§ **THE INPUT**
START

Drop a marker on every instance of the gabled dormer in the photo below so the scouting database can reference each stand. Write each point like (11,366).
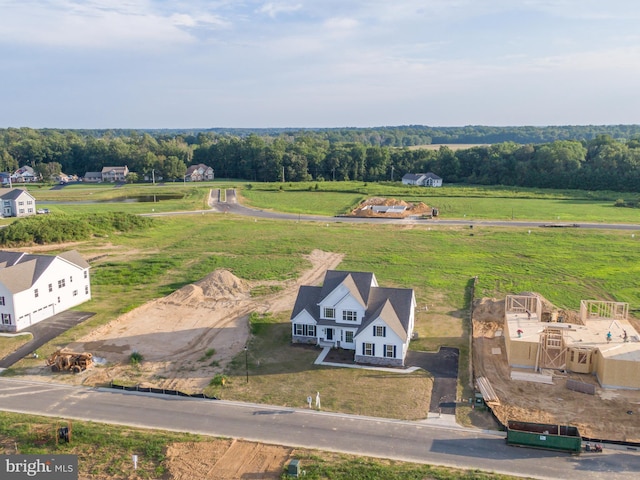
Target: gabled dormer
(345,295)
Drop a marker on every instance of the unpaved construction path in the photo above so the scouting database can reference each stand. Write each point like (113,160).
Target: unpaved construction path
(177,334)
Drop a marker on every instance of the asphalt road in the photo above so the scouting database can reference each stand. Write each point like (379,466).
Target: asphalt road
(401,440)
(232,206)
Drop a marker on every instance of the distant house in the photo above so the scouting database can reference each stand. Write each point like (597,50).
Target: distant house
(92,177)
(25,174)
(36,287)
(17,203)
(351,311)
(422,179)
(199,173)
(114,174)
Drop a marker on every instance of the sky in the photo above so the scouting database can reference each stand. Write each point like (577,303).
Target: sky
(318,63)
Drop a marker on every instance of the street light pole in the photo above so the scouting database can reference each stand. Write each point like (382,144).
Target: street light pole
(246,361)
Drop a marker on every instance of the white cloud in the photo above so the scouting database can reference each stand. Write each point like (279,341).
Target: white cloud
(98,24)
(273,9)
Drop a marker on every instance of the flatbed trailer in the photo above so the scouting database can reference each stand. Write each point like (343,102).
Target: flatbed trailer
(546,436)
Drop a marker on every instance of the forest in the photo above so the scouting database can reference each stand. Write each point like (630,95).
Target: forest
(595,158)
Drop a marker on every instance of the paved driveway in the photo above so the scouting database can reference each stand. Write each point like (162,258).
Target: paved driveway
(443,365)
(44,332)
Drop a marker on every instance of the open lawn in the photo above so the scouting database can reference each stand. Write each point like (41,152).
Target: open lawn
(454,202)
(565,266)
(105,451)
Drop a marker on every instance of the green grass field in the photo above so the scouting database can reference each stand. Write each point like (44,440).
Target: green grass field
(437,261)
(473,203)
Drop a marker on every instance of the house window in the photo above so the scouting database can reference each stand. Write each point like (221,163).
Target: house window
(379,331)
(329,312)
(303,330)
(349,315)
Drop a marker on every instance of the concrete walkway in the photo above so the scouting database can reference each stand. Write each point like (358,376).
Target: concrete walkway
(326,350)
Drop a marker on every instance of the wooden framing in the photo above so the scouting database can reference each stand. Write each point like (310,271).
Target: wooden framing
(598,310)
(553,350)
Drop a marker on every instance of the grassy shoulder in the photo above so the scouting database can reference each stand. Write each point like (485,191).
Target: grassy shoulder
(105,451)
(275,372)
(453,202)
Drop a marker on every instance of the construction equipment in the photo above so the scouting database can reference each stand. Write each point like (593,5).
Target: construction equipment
(64,360)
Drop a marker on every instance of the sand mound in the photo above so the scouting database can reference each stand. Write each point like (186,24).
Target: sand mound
(218,285)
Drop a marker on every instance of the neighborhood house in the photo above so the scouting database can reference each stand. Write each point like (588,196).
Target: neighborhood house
(422,179)
(199,173)
(36,287)
(17,203)
(351,311)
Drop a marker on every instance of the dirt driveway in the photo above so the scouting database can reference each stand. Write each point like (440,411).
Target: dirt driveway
(177,334)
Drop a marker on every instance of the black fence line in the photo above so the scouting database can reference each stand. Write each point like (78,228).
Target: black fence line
(160,391)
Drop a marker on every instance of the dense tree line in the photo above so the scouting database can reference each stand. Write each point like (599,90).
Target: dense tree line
(602,162)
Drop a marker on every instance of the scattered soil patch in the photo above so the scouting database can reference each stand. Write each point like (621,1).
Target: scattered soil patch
(176,334)
(225,460)
(603,415)
(404,209)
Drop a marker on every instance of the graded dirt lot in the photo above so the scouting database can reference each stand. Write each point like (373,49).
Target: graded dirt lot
(174,333)
(225,460)
(603,415)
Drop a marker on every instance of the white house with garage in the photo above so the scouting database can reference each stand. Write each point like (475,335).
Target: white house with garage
(422,179)
(351,311)
(17,202)
(36,287)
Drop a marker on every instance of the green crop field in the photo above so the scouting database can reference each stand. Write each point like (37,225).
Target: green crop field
(439,262)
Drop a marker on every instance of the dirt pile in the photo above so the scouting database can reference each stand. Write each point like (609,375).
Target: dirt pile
(217,286)
(366,208)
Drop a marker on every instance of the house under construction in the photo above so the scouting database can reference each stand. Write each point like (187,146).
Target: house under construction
(605,345)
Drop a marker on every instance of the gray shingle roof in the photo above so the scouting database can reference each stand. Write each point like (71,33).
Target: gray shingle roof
(19,271)
(393,305)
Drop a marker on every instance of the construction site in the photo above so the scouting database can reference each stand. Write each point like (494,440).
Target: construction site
(378,207)
(534,362)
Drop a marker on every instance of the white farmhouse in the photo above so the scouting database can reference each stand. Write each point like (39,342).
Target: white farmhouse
(351,311)
(422,179)
(36,287)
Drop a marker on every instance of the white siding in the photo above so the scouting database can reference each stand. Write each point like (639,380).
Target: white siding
(26,309)
(366,336)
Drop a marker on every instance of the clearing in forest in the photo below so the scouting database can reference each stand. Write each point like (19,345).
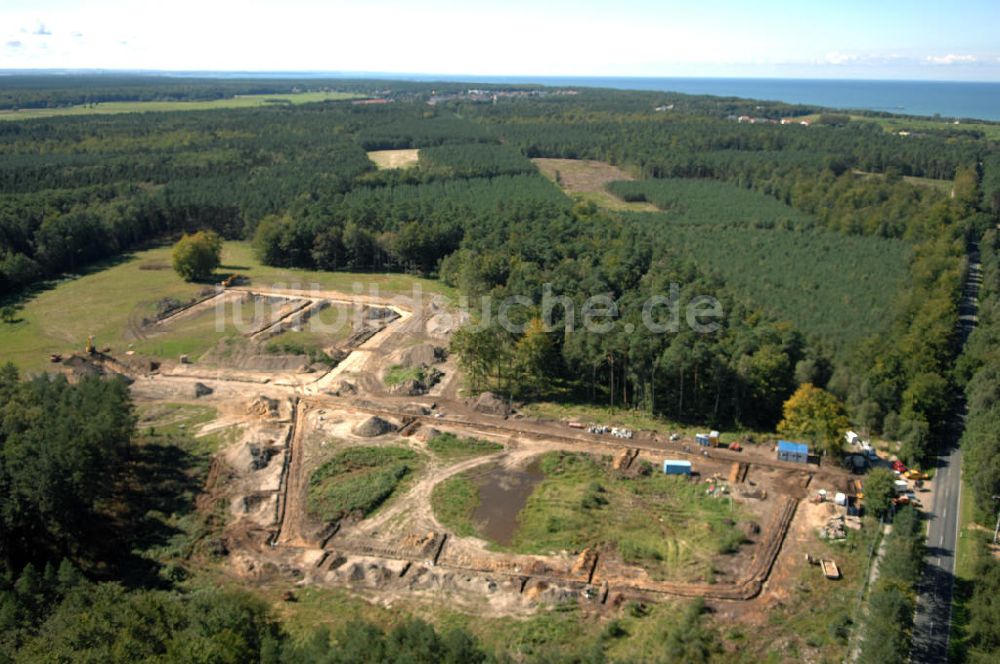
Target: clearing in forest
(666,524)
(237,101)
(387,159)
(112,300)
(586,180)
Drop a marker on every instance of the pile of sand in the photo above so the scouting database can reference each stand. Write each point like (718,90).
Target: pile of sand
(373,426)
(491,404)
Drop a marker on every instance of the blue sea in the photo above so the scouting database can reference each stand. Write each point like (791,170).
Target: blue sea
(928,98)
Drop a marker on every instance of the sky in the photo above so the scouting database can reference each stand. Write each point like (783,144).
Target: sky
(870,39)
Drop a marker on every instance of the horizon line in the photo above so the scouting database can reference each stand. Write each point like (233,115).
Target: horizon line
(465,77)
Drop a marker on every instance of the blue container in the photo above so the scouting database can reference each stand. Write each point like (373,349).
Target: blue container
(794,452)
(672,467)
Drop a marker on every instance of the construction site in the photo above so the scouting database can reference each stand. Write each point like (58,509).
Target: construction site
(290,416)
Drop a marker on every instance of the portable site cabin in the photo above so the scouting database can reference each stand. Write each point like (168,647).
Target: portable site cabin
(794,452)
(676,467)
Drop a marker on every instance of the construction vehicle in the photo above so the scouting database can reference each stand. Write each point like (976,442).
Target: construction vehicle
(830,569)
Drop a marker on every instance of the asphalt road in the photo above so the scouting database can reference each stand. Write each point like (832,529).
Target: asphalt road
(932,622)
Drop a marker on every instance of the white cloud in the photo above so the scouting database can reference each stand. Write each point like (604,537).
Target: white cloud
(950,59)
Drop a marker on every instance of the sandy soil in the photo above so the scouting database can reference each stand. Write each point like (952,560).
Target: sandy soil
(289,420)
(395,158)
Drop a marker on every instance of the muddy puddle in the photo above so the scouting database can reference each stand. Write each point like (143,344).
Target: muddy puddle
(503,493)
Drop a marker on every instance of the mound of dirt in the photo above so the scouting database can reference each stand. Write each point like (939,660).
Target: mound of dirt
(342,388)
(490,404)
(380,315)
(423,355)
(409,388)
(749,528)
(264,407)
(425,434)
(373,426)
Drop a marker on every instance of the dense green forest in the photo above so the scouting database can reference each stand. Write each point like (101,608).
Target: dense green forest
(831,268)
(784,224)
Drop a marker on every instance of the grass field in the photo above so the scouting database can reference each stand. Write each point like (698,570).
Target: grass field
(449,446)
(386,159)
(667,525)
(116,107)
(107,300)
(991,130)
(969,535)
(585,181)
(814,623)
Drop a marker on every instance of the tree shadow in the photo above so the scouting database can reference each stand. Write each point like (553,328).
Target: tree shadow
(162,488)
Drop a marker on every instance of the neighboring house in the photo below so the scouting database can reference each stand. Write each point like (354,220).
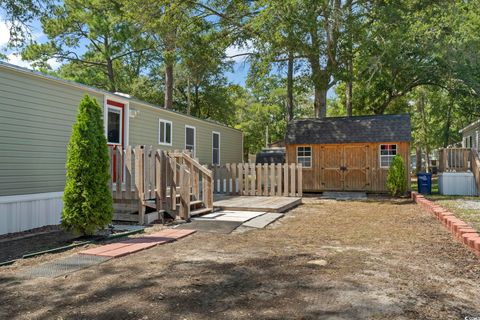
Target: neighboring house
(470,135)
(348,153)
(36,117)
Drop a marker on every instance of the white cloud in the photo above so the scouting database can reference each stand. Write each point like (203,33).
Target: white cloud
(4,33)
(16,59)
(236,52)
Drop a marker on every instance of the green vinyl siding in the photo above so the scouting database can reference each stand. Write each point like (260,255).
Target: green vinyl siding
(36,118)
(144,130)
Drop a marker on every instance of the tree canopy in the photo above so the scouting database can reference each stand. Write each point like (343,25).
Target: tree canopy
(304,58)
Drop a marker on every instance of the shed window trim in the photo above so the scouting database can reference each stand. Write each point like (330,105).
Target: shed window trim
(167,132)
(386,153)
(189,146)
(304,156)
(217,148)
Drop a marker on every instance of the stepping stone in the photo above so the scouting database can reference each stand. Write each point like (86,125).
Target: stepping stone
(263,220)
(240,216)
(213,226)
(344,195)
(125,247)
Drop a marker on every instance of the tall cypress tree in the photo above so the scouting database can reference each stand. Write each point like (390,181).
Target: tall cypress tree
(87,199)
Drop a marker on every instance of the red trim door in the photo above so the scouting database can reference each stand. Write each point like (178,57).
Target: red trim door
(115,129)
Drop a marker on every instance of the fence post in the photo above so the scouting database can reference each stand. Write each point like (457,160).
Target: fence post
(272,179)
(139,183)
(299,180)
(259,180)
(110,163)
(173,183)
(128,172)
(278,174)
(285,180)
(240,179)
(118,167)
(292,180)
(265,179)
(246,169)
(252,177)
(184,182)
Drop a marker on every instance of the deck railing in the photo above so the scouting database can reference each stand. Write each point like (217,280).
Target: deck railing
(258,180)
(158,179)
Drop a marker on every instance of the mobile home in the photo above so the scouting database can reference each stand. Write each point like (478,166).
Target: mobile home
(37,112)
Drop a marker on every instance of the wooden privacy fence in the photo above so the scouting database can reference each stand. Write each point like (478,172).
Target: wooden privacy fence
(158,179)
(454,159)
(258,180)
(475,161)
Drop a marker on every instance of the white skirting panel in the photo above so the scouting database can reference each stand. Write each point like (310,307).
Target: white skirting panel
(29,211)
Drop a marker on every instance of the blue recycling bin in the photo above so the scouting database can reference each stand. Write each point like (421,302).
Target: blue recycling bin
(424,182)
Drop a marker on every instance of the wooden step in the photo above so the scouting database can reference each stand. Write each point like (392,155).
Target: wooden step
(200,212)
(195,202)
(192,203)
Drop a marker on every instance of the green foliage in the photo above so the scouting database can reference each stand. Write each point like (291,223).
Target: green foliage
(397,177)
(87,199)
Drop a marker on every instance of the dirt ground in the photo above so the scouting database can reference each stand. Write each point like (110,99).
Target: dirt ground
(323,260)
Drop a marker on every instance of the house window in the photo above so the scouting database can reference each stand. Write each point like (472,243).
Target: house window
(215,148)
(387,152)
(164,132)
(114,125)
(304,156)
(190,139)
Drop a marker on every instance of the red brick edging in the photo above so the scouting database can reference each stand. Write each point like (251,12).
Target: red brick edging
(460,230)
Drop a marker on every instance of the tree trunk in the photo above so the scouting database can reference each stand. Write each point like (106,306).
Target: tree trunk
(188,96)
(446,137)
(290,87)
(349,83)
(348,98)
(169,86)
(418,158)
(111,75)
(320,101)
(320,81)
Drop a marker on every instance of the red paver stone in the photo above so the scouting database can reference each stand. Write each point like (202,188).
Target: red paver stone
(129,246)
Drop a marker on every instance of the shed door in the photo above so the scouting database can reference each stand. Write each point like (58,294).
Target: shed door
(355,167)
(332,175)
(344,167)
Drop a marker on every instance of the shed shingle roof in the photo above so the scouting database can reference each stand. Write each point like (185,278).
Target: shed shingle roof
(382,128)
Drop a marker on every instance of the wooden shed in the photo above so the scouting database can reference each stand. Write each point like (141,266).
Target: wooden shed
(348,153)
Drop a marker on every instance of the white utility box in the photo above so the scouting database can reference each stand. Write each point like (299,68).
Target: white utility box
(457,184)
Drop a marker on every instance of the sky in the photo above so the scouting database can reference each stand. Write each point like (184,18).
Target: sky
(237,76)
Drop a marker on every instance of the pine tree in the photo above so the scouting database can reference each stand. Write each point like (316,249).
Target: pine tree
(396,177)
(87,199)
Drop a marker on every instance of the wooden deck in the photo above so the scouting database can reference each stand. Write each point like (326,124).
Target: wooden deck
(252,203)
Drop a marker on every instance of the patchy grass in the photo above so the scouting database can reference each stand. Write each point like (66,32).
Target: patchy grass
(453,203)
(325,259)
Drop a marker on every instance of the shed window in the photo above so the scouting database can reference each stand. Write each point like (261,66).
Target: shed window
(387,152)
(164,132)
(215,148)
(190,139)
(304,156)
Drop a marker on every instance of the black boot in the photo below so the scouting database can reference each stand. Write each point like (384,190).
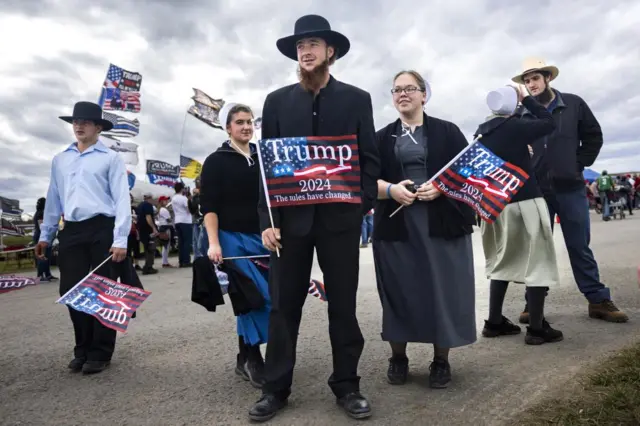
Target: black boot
(398,370)
(266,408)
(95,367)
(355,405)
(76,364)
(524,316)
(505,328)
(440,374)
(545,335)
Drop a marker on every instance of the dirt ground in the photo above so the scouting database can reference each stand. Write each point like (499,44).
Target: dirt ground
(175,364)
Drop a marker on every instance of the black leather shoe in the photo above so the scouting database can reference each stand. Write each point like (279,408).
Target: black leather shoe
(94,367)
(440,374)
(76,364)
(355,405)
(266,408)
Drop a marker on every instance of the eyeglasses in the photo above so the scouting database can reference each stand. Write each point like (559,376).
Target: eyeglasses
(408,90)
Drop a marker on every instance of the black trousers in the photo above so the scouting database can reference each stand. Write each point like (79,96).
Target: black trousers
(83,246)
(338,256)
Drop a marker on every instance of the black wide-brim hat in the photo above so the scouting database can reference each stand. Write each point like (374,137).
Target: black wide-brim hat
(313,26)
(88,111)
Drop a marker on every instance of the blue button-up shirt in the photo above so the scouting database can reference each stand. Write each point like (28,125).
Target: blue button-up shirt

END

§ **EXERCISE GOAL**
Starting at the line that contains "point like (499,44).", write out every line to the end of the entries, exactly as given.

§ **TASK RESPONSE**
Drop a marker on every instance of the dirt ground in the photo above so the scouting database can reference each stand. Write each point like (499,44).
Target: dirt ground
(175,364)
Drop a marker on every instance of the black leather shoe in the photo above so the scouting database can reference each stand. Write each point like (279,408).
Target: black leather shoe
(94,367)
(440,374)
(76,364)
(355,405)
(266,408)
Drop a marker on every instance of the eyeglasses in the photo above so the scouting database can reference each stand. Write each point like (559,376).
Target: eyeglasses
(408,90)
Drop a marker on every instance of the black trousers in the photo above so the scouting database can reference each stand. Write each point like (79,96).
Target: black trousers
(83,246)
(338,256)
Drop a marker on every instance of the black wide-brim hat in the photo above so the scouting database can reference each stand. Write each point like (374,137).
Target: black wide-brim hat
(313,26)
(88,111)
Drop a marker on every instance of the blue button-up shirt in the photo above so the scouting database can reference each stand. Write each point like (28,125).
Target: blue button-up shirt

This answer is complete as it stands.